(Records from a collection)
--*--

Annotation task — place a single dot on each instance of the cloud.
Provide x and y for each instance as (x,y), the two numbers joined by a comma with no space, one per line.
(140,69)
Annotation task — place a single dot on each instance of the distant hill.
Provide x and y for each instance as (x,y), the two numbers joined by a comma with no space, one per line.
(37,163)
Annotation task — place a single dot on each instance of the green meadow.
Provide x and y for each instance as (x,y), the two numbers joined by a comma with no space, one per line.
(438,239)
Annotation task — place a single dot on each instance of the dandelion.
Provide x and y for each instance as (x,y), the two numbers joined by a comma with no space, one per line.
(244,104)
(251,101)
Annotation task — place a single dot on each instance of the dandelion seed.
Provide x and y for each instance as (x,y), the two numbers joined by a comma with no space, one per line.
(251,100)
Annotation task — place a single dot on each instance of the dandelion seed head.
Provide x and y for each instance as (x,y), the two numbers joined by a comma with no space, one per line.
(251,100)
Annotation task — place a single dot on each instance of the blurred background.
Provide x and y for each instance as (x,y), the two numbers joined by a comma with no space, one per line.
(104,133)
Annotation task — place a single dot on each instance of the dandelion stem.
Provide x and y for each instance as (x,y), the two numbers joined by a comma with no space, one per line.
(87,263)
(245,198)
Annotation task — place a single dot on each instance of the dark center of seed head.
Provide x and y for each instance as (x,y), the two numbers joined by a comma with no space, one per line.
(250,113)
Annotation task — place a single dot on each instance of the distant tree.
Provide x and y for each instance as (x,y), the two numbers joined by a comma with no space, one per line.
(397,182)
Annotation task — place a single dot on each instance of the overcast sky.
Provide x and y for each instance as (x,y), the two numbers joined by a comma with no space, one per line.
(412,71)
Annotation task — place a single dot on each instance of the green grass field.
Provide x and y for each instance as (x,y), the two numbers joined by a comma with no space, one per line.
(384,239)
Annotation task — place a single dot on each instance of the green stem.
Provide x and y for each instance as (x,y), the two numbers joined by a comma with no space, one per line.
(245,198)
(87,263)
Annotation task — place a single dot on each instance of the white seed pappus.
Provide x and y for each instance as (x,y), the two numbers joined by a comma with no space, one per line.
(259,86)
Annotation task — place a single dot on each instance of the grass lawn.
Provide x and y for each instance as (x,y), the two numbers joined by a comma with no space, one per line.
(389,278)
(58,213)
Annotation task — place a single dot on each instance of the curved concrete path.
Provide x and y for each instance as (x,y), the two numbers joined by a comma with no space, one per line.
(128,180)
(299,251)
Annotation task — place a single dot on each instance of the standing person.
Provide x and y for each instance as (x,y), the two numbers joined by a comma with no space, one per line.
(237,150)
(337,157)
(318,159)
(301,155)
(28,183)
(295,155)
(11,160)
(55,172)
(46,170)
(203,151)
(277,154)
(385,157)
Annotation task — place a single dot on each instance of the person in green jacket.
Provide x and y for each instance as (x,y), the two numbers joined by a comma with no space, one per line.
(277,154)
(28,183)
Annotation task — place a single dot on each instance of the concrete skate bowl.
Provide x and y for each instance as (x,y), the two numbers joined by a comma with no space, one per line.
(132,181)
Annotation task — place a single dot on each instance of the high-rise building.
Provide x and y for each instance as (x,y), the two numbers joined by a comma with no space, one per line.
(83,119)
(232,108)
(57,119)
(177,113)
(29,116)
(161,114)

--*--

### GIVEN PROBLEM:
Lay out the lines as a JSON list of strings, one string per line and no blank lines, starting at the line that contains "the high-rise building." and ending at the end of the entries.

### ANSWER TO THE PROBLEM:
[
  "Annotation task — place a single dot on each instance of the high-rise building.",
  "Provide x and y for each instance as (x,y), the two numbers joined by a comma with no space, one per line.",
  "(83,119)",
  "(232,108)",
  "(57,119)",
  "(177,113)",
  "(29,116)",
  "(161,114)"
]